**PROBLEM 1**
For each statement about the trip post below, say yes or no and quote the words that decide it: (a) The English Market has been operating since 1788. (b) The pub in Cobh served food. (c) County Kerry is described as green and pastoral.
**PROBLEM 2**
Retype the part of the trip post below that starts at "From Cobh it" and ends at "everything was delicious!", keeping every word and mark unchanged.
─── SELECTED EXTRACT
Monday, 27 February 2012
Wednesday, 22 February 2012
Tuesday, 21 February 2012
Having a riot
On a whim at the end of last year, a group of us decided to take advantage of the cheap fares to Ireland, and booked a long weekend in Cork. I've been wanting to go to Ireland for ages, so it was definitely something exciting to look forward to.
We headed off bright and early on Friday morning and arrived in Cork keen for a look around. Our first stop was down in the middle of town for a quick snack at the English Market, which was filled with all sorts of delicious food and has been going since 1788 which is pretty impressive! I tried a 'chester cake' which was extremely rich, and is basically a cake within pastry, covered in icing... It was one to share!
After a quick scoot around Cork we drove to Blarney Castle to check out the famous Blarney Stone, say hello to some horses, check out a poison garden and generally marvel over the technicolour of the green, green grass. It was a nice surprise just how interesting the whole grounds were - if you go don't just head straight to the castle!
From Blarney it was down to Cobh (pronounced Cove) which is on the coast and was where the Titanic stopped in on her ill-fated journey. After checking out the cathedral high up on the hill and the edge of the harbour, it was time for a late lunch. And this is where the incredibly friendly and accommodating locals came in for the first time - the pub didn't have food, but the cafe didn't have Guinness, so you can just bring your food down to the pub! Excellent. There were some old guys having a sing-a-long as well which contributed to a very Irish-sounding meal accompaniment!
From Cobh it was back to Cork to check in to our grand old hotel high up on the hill, then a quick walk down to town for dinner at the delicious Market Lane. I have to say, I wasn't expecting much from the food in Ireland, but I was very gladly mistaken - everything was delicious!
After a (very) hearty breakfast the next morning (who knew that you could get white and black pudding), it was off to St Anne's Shandon to try out hand at some campanology. What's that you say? Well, at this particular church you can actually ring the bells in their tower and they even provide music to try out. While I definitely feel very sorry for their neighbours as uneven peals of 'Jingle Bells' roll out across the city all day, it was so much fun! We got some pretty good tunes out and absolutely loved the friendly lady at the entrance who regaled us with some very entertaining stories.
After St Anne's it was off to Kinsale. This is another picturesque coastal town just down the road from Cork, but sadly seemed to be mostly closed until Easter - don't they know there are still a few tourists in winter! But the pub was open so we could watch some football and have some more Guinness - it's all about priorities.
From Kinsale we drove west to Kenmare where we stayed with Edel in her amazingly retro house - it was so perfectly preserved! Apparently Kenmare's a popular haunt with the oldies, and Edel said it was so lovely to have young folk in the house - I didn't want to disappoint her by saying we were all over 30... Kenmare's a very pretty town with loads of pubs and restaurants. We tried hot whiskey which is a delicious concoction of whiskey, hot water, lemon and cloves, and then had a feast at one of their restaurants - steaks the size of two fists put together!
The next morning it was off for a drive around the Beara Peninsula, which was absolutely gorgeous. I was really taken aback how different County Cork was from County Kerry - the former is really green, quite pastoral, whereas County Kerry is all rugged mountains and exposed rocks. It was so nice to get out and see the sea all around and smell the fresh air - it was a definite change from London that's for sure!
──────
─── INFORMATION SHOWN
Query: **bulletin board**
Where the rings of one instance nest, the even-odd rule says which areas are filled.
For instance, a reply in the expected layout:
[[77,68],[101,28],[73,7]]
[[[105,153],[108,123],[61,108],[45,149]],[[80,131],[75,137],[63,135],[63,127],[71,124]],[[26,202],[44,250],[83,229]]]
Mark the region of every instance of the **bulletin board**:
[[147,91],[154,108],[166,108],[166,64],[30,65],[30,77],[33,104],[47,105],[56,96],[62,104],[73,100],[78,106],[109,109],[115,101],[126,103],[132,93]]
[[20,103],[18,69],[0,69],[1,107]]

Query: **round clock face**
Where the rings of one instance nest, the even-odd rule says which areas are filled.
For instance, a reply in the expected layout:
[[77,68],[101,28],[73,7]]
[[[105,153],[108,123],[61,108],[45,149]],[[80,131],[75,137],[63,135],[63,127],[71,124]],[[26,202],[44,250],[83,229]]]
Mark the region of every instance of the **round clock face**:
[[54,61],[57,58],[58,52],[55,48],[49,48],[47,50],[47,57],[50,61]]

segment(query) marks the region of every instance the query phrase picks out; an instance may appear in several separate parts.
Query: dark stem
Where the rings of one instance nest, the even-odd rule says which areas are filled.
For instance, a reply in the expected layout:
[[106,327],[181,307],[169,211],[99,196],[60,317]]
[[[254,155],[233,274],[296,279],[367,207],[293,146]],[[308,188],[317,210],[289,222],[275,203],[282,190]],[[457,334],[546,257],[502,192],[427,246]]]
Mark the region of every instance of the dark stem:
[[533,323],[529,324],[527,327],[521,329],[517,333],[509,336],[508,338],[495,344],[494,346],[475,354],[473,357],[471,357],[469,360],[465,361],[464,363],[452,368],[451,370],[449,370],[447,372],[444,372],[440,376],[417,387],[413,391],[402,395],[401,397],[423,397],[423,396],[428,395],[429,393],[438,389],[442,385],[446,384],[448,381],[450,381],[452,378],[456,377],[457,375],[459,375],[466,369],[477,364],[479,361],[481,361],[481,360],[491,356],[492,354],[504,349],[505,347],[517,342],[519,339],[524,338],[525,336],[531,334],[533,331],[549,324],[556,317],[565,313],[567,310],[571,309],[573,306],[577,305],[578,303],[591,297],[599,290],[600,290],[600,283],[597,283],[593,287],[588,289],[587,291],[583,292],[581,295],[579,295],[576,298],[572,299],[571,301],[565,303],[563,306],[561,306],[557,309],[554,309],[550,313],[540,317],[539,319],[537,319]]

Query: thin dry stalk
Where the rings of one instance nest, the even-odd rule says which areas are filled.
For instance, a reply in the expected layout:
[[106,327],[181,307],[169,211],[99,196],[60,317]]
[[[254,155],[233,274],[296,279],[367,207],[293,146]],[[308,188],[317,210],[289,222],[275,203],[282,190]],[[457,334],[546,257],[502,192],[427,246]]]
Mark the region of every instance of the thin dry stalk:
──────
**WORKED ANSWER 1**
(a) Yes: "has been going since 1788"
(b) No: "the pub didn't have food"
(c) No: "County Kerry is all rugged mountains and exposed rocks"

**WORKED ANSWER 2**
From Cobh it was back to Cork to check in to our grand old hotel high up on the hill, then a quick walk down to town for dinner at the delicious Market Lane. I have to say, I wasn't expecting much from the food in Ireland, but I was very gladly mistaken - everything was delicious!